Start of Source

This version (09 Nov 2023 02:09) was approved by Zuedmar Arceo.

Power Amplifier (PA) Array Controller User Guide

Overview

The optimal performance of RF power amplifiers depends on precise biasing control, which enhances factors like linearity and efficiency. GaN HEMTs have proven superior in high-frequency and high-power RF applications but require careful bias voltage timing to prevent device damage. To ensure safe and reliable operation, proper biasing sequence and protection are essential. This reference design utilizes ADI’s portfolio for control, protection, and appropriate bias sequencing of RF power amplifier arrays designed for massive MIMO and macro base-station applications. The system manages the power-up and power-down progression of Power Amplifier arrays while continuously monitoring the system’s crucial parameters.

Figure 1. System Architecture

The conventional approach of powering up and powering down of GaN amplifiers involves using multiple bench power supplies and manually turning them on and off based on the specific amplifier requirements. However, this method carries a high risk of damaging the amplifier due to potential human errors and is neither time-efficient nor cost-effective.

The PA Array Board reference design helps address these challenges, this innovative reference design eliminates human errors and fully automates the power-up and power-down procedure, ensuring the safe and reliable operation of GaN amplifiers.

Features

Fault Event Protection -- undervoltage, overvoltage,overcurrent, overtemperature.

End of Source
Start of Raw data

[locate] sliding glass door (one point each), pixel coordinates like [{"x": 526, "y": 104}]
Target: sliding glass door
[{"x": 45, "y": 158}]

End of Raw data

Given exercise = Can you reproduce, word for word, the part of the PA array controller guide above that begins at the words "Figure 1. System" and stops after "time-efficient nor cost-effective."?

Problem solution =
Figure 1. System Architecture

The conventional approach of powering up and powering down of GaN amplifiers involves using multiple bench power supplies and manually turning them on and off based on the specific amplifier requirements. However, this method carries a high risk of damaging the amplifier due to potential human errors and is neither time-efficient nor cost-effective.